WORK ITEM:
Could you return every record below exactly as it is written?
### MATERIAL FOR THIS TASK ###
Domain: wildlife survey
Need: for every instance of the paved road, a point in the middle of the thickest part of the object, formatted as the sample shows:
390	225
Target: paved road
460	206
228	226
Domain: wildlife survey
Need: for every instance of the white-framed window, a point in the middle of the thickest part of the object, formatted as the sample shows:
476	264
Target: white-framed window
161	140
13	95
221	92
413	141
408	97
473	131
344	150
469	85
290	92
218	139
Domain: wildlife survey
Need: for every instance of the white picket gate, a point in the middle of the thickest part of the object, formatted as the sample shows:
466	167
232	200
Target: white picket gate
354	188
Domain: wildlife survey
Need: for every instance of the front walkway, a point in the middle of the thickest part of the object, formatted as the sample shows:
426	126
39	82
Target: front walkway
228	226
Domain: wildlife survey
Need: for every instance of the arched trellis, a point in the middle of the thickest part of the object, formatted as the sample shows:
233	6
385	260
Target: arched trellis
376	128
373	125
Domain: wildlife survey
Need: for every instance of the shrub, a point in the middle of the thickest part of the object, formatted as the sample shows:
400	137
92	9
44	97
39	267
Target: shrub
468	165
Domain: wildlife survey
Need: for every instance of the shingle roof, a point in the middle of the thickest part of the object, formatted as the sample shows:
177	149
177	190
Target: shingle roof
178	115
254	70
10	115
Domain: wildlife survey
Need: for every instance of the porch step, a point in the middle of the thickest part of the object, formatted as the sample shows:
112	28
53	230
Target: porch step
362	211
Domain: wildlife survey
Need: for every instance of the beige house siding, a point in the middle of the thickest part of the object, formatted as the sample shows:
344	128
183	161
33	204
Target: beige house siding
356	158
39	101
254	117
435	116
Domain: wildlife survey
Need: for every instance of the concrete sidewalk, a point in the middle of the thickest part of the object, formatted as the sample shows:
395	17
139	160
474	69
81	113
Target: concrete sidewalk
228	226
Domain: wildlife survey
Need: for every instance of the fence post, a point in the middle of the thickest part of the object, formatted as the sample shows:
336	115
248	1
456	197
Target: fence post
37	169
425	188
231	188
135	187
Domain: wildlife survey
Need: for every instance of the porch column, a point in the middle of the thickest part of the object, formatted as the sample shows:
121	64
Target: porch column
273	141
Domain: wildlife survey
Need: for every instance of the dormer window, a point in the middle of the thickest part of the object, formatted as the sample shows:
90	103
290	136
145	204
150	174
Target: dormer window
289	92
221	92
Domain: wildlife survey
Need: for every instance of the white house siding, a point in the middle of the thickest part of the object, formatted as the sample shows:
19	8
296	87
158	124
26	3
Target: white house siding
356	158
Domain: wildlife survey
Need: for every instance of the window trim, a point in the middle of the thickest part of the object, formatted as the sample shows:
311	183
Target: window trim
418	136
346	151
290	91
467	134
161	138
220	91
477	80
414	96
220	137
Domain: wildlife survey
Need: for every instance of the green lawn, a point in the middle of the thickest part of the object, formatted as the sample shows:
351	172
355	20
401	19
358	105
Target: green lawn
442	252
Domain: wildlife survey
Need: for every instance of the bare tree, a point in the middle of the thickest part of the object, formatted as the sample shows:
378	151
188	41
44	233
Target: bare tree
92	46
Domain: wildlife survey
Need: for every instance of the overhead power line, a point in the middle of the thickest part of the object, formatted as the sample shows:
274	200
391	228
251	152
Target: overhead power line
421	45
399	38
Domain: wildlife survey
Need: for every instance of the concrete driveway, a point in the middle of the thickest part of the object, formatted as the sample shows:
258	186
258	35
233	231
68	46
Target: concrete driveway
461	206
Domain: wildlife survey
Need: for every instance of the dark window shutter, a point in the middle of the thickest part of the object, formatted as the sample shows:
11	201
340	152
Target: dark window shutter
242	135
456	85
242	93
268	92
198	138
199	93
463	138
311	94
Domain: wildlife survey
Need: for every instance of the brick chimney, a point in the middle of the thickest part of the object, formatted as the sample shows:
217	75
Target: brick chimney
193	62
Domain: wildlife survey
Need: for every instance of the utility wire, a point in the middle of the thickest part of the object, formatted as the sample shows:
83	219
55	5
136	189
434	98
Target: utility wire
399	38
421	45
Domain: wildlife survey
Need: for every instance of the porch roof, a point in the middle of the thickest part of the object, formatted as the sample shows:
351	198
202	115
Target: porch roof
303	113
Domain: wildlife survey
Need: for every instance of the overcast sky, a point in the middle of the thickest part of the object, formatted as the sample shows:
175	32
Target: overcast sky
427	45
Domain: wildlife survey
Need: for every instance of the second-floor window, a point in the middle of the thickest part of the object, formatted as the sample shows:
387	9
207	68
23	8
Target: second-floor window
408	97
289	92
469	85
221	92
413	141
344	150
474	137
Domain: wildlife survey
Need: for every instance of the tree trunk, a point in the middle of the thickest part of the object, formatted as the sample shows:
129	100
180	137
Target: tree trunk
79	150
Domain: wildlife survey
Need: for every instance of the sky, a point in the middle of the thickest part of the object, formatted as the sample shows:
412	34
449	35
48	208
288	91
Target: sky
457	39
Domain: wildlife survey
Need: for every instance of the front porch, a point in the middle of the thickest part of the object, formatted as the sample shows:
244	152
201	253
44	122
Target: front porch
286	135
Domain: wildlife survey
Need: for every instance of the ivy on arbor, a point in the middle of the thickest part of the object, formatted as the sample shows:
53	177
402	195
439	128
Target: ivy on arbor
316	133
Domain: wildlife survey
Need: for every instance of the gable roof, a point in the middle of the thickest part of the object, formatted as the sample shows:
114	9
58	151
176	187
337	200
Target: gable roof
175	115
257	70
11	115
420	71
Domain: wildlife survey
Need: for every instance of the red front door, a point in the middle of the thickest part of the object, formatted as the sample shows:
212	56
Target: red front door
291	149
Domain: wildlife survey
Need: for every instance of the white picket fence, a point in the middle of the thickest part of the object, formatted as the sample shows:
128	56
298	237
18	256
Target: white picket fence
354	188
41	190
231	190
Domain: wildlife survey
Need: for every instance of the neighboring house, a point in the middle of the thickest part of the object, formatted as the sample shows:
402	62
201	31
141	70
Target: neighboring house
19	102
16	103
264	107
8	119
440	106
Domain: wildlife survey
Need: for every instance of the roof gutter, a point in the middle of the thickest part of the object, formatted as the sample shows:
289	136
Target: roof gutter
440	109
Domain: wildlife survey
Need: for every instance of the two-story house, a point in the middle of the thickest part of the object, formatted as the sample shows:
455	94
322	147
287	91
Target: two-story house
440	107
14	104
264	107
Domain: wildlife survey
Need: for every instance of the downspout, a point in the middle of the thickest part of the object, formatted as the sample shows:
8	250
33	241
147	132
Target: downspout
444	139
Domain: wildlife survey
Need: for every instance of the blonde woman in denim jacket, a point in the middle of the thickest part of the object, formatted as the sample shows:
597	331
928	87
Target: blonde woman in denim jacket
###
EXPECTED ANSWER:
Domain: wildlife survey
Need: for every instance of the paved road, a point in the middle of the thickest part of the object, formatted as the sample shows:
390	225
Target: paved road
460	206
228	226
Domain: wildlife survey
Need: for every instance of the white-framed window, a point in the middle of the thickest part of the object, formatted as the sample shows:
476	264
Target: white-framed window
161	140
13	95
221	92
413	141
408	97
473	131
344	150
469	85
290	92
218	139
Domain: wildlife survey
Need: for every instance of the white picket gate, a point in the middle of the thickest part of the object, formatted as the sample shows:
466	167
232	200
Target: white picket gate
354	188
Domain: wildlife survey
Need: for every instance of the front walkway, a point in the middle of the thickest part of the object, formatted as the sample shows:
426	126
39	82
Target: front walkway
228	226
Domain: wildlife survey
Need: for every instance of the arched trellis, a point in the middle of the thickest part of the object, formatted as the sample shows:
233	6
385	260
Target: arched trellis
376	128
373	125
Domain: wildlife survey
Need: for every instance of the shrub, a point in the middle of the thickest part of the object, formatted as the sample shows:
400	137
92	9
44	97
39	267
Target: shrub
468	165
Domain: wildlife survey
Need: for every instance of the shingle roof, a point in the middle of the thickest part of the object, formatted as the sample shows:
177	149
177	190
Target: shingle roof
178	115
254	70
10	115
Domain: wildlife survey
Need: for every instance of the porch step, a point in the middle of the thickest part of the object, formatted as the sample shows:
112	28
53	230
Target: porch step
362	211
Domain: wildlife survey
Need: for every instance of the beige house siding, a point in the middle of the thickest part of the object, formatted as the sample shows:
344	128
183	161
33	204
Target: beige house siding
356	158
39	101
254	117
435	116
Domain: wildlife survey
Need: for every instance of the concrete sidewalk, a point in the middle of the thickest part of the object, formatted as the sample shows:
395	17
139	160
474	69
81	113
Target: concrete sidewalk
228	226
Domain: wildlife survey
Need: for every instance of the fence post, a point in the middle of the thickest part of the object, formatted as the sample shows:
336	115
248	1
456	197
Target: fence post
37	169
425	188
231	188
135	187
Domain: wildlife survey
Need: for every instance of the porch column, a point in the middle of the thickest part of the object, formatted as the sample shows:
121	64
Target: porch column
273	141
Domain: wildlife survey
Need: for every instance of the dormer window, a point in the middle of the thickest part of the object, formatted as the sample shows:
90	103
290	136
145	204
150	174
Target: dormer window
289	92
221	92
Domain: wildlife survey
Need: for every instance of the white house siding, a point in the middle of the thickest part of the object, formatted as the sample shows:
19	8
296	87
158	124
26	3
Target: white house siding
356	158
Domain: wildlife survey
Need: for every instance of the window trim, a point in the middle of the thickest part of the object, formatted as the sample shows:
311	183
Target: window trim
418	136
346	151
290	91
467	134
161	138
220	91
477	80
414	96
220	137
Domain: wildlife survey
Need: for every instance of the green lawn, a point in the middle of the thickest part of the object, formatted as the sample shows:
351	172
355	20
401	19
358	105
Target: green lawn
442	252
Domain: wildlife survey
Need: for every instance of the bare tree, a point in the middle of the thickest part of the object, formatted as the sample shows:
378	151
188	41
44	233
Target: bare tree
92	46
Domain: wildlife survey
Need: for every instance of the overhead power line, a point in the middle of the thickest part of the object, formatted as the sample shows:
274	200
391	228
251	152
Target: overhead power line
421	45
399	38
Domain: wildlife survey
Need: for every instance of the concrete driveway, a point in the middle of the thickest part of the object, formatted as the sample shows:
258	186
258	35
233	231
68	46
Target: concrete driveway
461	206
Domain: wildlife survey
Need: for every instance of the dark window shutter, a point in the middle of the thickest part of the object, formatted as the sample shows:
11	201
340	152
Target: dark window shutter
242	135
456	85
242	93
268	92
198	138
199	93
463	138
311	94
Domain: wildlife survey
Need: for every instance of the brick chimney, a point in the middle of the thickest part of the object, formatted as the sample shows:
217	75
Target: brick chimney
193	62
Domain: wildlife survey
Need: for every instance of the utility wire, a point in the middle of the thickest part of the object, formatted as the sample shows:
83	219
55	5
136	189
434	98
Target: utility wire
399	38
421	45
Domain: wildlife survey
Need: for every instance of the porch roof, a point in the middle of the thickest part of the object, formatted as the sample shows:
351	198
202	115
Target: porch roof
303	113
Domain: wildlife survey
Need: for every instance of the overcast sky, a point in the middle of the thickest part of the object, formatted as the sample shows:
175	32
Target: overcast sky
427	45
Domain: wildlife survey
Need: for every instance of the second-floor window, a point in the middle of the thickest part of the object, formatted as the sample shows:
387	9
207	68
23	8
Target: second-floor window
408	97
289	92
469	85
221	92
413	141
344	150
474	137
Domain: wildlife survey
Need: for every instance of the tree trunk, a point in the middle of the thickest part of the object, formatted as the sample shows:
129	100
180	137
Target: tree trunk
79	150
Domain: wildlife survey
Need: for every instance of the sky, a point in the middle of the thickest part of the object, formatted as the sample shows:
412	34
449	35
48	208
288	91
Target: sky
457	39
Domain: wildlife survey
Need: for every instance of the front porch, a point in the middle of the thickest part of the object, formatted as the sample shows:
244	152
201	253
44	122
Target: front porch
286	135
Domain: wildlife survey
Need: for every instance of the ivy on arbor, a point in the middle of the thickest part of the object, formatted as the sample shows:
53	177
402	195
439	128
Target: ivy on arbor
316	133
Domain: wildlife survey
Need: for every instance of the gable roof, a point in the middle of the thickest part of the object, formatted as the sample shows:
114	9
58	151
176	187
337	200
Target: gable roof
175	115
257	70
11	115
420	71
Domain: wildlife survey
Need: for every instance of the red front door, a point in the middle of the thickest part of the object, formatted as the sample shows:
212	56
Target: red front door
291	149
Domain: wildlife survey
Need: for every instance of the white picket fence, a point in the middle of the thickest part of the object, formatted as the sample shows:
128	56
298	237
18	256
Target: white picket fence
354	188
41	190
231	190
Domain: wildlife survey
Need: for every instance of the neighboring house, a point in the middle of the thickest part of the object, formatted as the sample shows:
402	62
201	31
141	70
Target: neighboring house
19	102
16	103
264	107
8	119
440	106
Domain: wildlife survey
Need: for every instance of the roof gutter, a point in the middle of the thickest part of the object, formatted as the sample shows:
289	136
Target: roof gutter
440	109
Domain: wildlife survey
Need: for every instance of the two-story house, a point in the middle of the thickest part of the object, formatted as the sample shows:
455	94
322	147
287	91
Target: two-story house
440	107
14	104
264	107
Domain: wildlife survey
Need: for every instance of the downspout, a point in the middle of the thickest part of the object, formatted as the sample shows:
8	250
33	241
147	132
Target: downspout
444	139
Domain: wildlife survey
Need: for every instance of the blonde woman in denim jacket, a point in the middle of the thickest part of the object, formatted as the sample shows:
597	331
928	87
Target: blonde woman in denim jacket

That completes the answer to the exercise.